== RECORDS FOR THIS TASK ==
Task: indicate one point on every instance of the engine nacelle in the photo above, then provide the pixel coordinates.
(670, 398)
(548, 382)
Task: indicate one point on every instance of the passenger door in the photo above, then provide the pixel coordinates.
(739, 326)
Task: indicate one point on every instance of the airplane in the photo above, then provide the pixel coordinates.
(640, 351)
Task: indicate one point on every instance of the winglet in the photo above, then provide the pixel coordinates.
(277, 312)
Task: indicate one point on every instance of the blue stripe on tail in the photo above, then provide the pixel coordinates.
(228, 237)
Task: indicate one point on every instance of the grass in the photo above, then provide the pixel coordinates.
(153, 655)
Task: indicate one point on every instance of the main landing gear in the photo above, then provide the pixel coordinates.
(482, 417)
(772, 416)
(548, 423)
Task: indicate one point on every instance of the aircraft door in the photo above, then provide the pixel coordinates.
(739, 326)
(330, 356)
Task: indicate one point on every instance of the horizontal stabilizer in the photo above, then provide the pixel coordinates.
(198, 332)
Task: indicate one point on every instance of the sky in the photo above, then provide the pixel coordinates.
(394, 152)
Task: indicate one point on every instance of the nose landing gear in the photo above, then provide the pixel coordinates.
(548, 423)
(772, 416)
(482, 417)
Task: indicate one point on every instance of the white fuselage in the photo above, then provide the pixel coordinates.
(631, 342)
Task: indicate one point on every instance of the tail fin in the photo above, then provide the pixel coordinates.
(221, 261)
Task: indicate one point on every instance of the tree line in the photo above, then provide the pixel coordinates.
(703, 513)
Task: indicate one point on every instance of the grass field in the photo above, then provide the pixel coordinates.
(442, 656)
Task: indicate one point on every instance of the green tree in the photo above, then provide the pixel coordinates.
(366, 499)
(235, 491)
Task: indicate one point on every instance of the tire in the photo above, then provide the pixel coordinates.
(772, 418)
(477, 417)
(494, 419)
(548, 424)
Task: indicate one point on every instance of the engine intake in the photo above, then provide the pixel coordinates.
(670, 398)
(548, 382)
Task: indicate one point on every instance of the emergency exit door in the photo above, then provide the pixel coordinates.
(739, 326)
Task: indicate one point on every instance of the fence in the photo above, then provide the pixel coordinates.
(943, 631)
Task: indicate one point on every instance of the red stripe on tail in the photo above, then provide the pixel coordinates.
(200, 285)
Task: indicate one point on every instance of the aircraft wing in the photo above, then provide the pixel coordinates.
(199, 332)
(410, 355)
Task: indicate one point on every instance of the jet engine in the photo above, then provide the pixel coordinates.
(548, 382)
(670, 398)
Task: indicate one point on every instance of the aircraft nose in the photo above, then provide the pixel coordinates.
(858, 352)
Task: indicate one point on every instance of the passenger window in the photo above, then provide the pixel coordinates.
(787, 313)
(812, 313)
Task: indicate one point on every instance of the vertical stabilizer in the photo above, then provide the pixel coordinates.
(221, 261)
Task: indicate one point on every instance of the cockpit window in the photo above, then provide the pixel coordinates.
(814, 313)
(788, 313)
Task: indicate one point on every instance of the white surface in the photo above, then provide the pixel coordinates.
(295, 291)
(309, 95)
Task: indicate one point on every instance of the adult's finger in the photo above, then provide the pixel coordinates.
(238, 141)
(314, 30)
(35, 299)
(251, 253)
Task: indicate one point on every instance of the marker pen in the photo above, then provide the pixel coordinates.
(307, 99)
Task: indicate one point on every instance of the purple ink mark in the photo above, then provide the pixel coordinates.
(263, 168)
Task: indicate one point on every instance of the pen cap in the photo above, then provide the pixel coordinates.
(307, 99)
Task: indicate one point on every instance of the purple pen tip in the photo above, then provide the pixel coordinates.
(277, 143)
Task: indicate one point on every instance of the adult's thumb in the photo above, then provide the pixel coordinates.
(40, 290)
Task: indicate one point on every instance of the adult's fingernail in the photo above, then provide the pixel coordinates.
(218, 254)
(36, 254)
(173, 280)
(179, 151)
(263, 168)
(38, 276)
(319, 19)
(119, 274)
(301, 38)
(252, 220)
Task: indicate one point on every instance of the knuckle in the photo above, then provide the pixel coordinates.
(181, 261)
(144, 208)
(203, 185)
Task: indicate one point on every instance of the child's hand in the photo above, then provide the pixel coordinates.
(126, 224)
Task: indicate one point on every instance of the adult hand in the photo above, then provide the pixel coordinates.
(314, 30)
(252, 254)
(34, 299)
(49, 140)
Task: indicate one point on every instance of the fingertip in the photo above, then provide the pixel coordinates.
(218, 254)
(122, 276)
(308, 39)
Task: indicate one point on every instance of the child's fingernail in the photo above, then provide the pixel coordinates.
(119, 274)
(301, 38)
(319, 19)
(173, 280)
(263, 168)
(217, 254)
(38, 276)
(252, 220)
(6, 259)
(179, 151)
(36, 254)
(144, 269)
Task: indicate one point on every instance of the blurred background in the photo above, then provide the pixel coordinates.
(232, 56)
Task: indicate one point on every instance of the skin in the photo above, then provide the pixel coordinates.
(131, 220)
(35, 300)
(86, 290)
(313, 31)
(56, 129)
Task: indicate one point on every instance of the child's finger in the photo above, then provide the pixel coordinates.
===
**DIRECTIONS**
Exactly as they stand above, write out all the entries again.

**YOUR RESPONSE**
Task: indicate one point on every instance of the engine nacelle in the photo above, then provide the pixel coordinates.
(670, 398)
(548, 382)
Task: indicate one point on every instance of the passenger door in the photo above, then provide the pixel coordinates.
(739, 326)
Task: indicate one point on every instance of the airplane in the photo above, then provide the pixel coordinates.
(640, 351)
Task: indicate one point on every instance of the winglet in the photo above, then provide the pixel coordinates.
(277, 312)
Task: indicate one point on every instance of the blue stripe on tail in the photo above, then provide the pixel coordinates.
(228, 237)
Task: indicate one point on every instance of the grass in the photo above, then provide the pixel coordinates.
(153, 655)
Task: indicate one point on every instance of the main landing gear in the photo above, then provide the pixel coordinates.
(482, 417)
(772, 416)
(548, 423)
Task: indicate one point on every instance of the aircraft door in the photo above, then provide the pixel coordinates.
(739, 326)
(330, 356)
Task: indicate one point on every instance of the horizontal stabilizer in the photo above, then provide the pixel coordinates.
(198, 332)
Task: indicate one point on every instance of the sky in the photo above, then provide the pixel coordinates.
(394, 152)
Task: indicate one point on every instance of the nose landing gear in the photo above, then provide the pixel coordinates.
(548, 423)
(772, 416)
(482, 417)
Task: indicate one point on every instance of the white fuselage in the photo above, then provide the pixel coordinates.
(631, 342)
Task: indicate one point on every instance of the tail fin in the photo above, then provide the pixel coordinates.
(221, 261)
Task: indicate one point on every instance of the tree line in the photo above, then provide the pixel coordinates.
(703, 513)
Task: indicate one point on every instance of the grass field in the photo above, then provide the pixel coordinates.
(442, 656)
Task: indicate one point on every instance of the green tree in the photo above, then provide the pixel coordinates.
(366, 499)
(235, 491)
Task: indicate one point on every instance of the tire in the photo above, then provide the pixel coordinates.
(772, 418)
(477, 417)
(494, 419)
(548, 424)
Task: indicate one point on every instance of the engine intake in the photo above, then provide the pixel coordinates.
(670, 398)
(548, 382)
Task: indicate one point on every instance of the emergency exit door in the photo above, then provide the pixel coordinates.
(739, 326)
Task: indicate one point on every instance of the fence in the photo above, then provide the pixel coordinates.
(943, 631)
Task: indicate one point on every instance of the red stripe on tail in the photo above, then provide the pixel coordinates.
(200, 285)
Task: indicate one point on every instance of the aircraft wing in the photo above, then provide the pixel coordinates.
(199, 332)
(410, 355)
Task: indicate one point on every instance of the jet engine in the photo above, then provide the pixel coordinates.
(548, 382)
(670, 398)
Task: indicate one point on every instance of the aircraft nose in the photo above, then provide the pixel coordinates.
(858, 352)
Task: indicate one point on every instance of the passenger window in the photo above, then provide the pixel coordinates.
(787, 313)
(812, 313)
Task: indicate one point on every instance of the vertical stabilizer in the photo above, then provide the pixel coordinates.
(221, 261)
Task: indicate one point on every instance of the cockpit window in the photo above, then provide the pixel coordinates.
(814, 313)
(788, 313)
Task: indicate one point on every instance of the white surface in the photo above, then provide the pixel coordinates.
(295, 291)
(309, 95)
Task: indicate one point on every instance of the adult's finger in the photo above, then provide the pixel coordinates.
(238, 141)
(314, 30)
(35, 299)
(251, 253)
Task: indicate one point on every instance of the marker pen in the photo above, then provide the pixel coordinates.
(307, 99)
Task: indicate one point on every instance of the purple ink mark in the photo above, then provide the pixel coordinates.
(263, 168)
Task: indicate one point on every instance of the pen cap in the photo above, then provide the pixel coordinates.
(307, 99)
Task: indicate one point on every instance of the purple pen tip in the photo above, then provide the pixel coordinates.
(277, 143)
Task: indicate one point on every instance of the adult's thumb in the photo above, then provide the pixel coordinates.
(40, 290)
Task: indicate one point on every instance of the adult's fingernail in the photo above, then provide the pixel coordinates.
(218, 254)
(36, 254)
(173, 280)
(179, 151)
(263, 168)
(38, 276)
(319, 19)
(119, 274)
(301, 38)
(252, 220)
Task: indicate one point on every instance of the knuckle in the photo above, then provide the pixel coordinates.
(181, 261)
(144, 208)
(203, 185)
Task: indicate one point on every instance of the child's hand in the photo above, then provide the pixel coordinates.
(126, 224)
Task: indicate one point on every instance of the adult hand in the photo above, then provide the pixel coordinates.
(314, 30)
(252, 254)
(34, 299)
(49, 140)
Task: indicate one point on every instance of the fingertip in the photo above, then provide the pixel coordinates.
(218, 254)
(122, 276)
(308, 39)
Task: indicate one point on every instance of the child's fingernail in the photo above, then provide the pixel coordinates.
(119, 274)
(301, 38)
(319, 19)
(173, 280)
(263, 168)
(217, 254)
(38, 276)
(252, 220)
(6, 259)
(179, 151)
(36, 254)
(144, 269)
Task: indicate one point on every instance of the blurred background in the photo above, then provide the pixel coordinates.
(232, 56)
Task: indicate one point on every instance of the skin in the photo above, then provide the pixel coordinates.
(131, 220)
(35, 300)
(86, 290)
(313, 31)
(56, 129)
Task: indicate one point on every instance of the child's finger in the photo above, then provide the pixel coordinates.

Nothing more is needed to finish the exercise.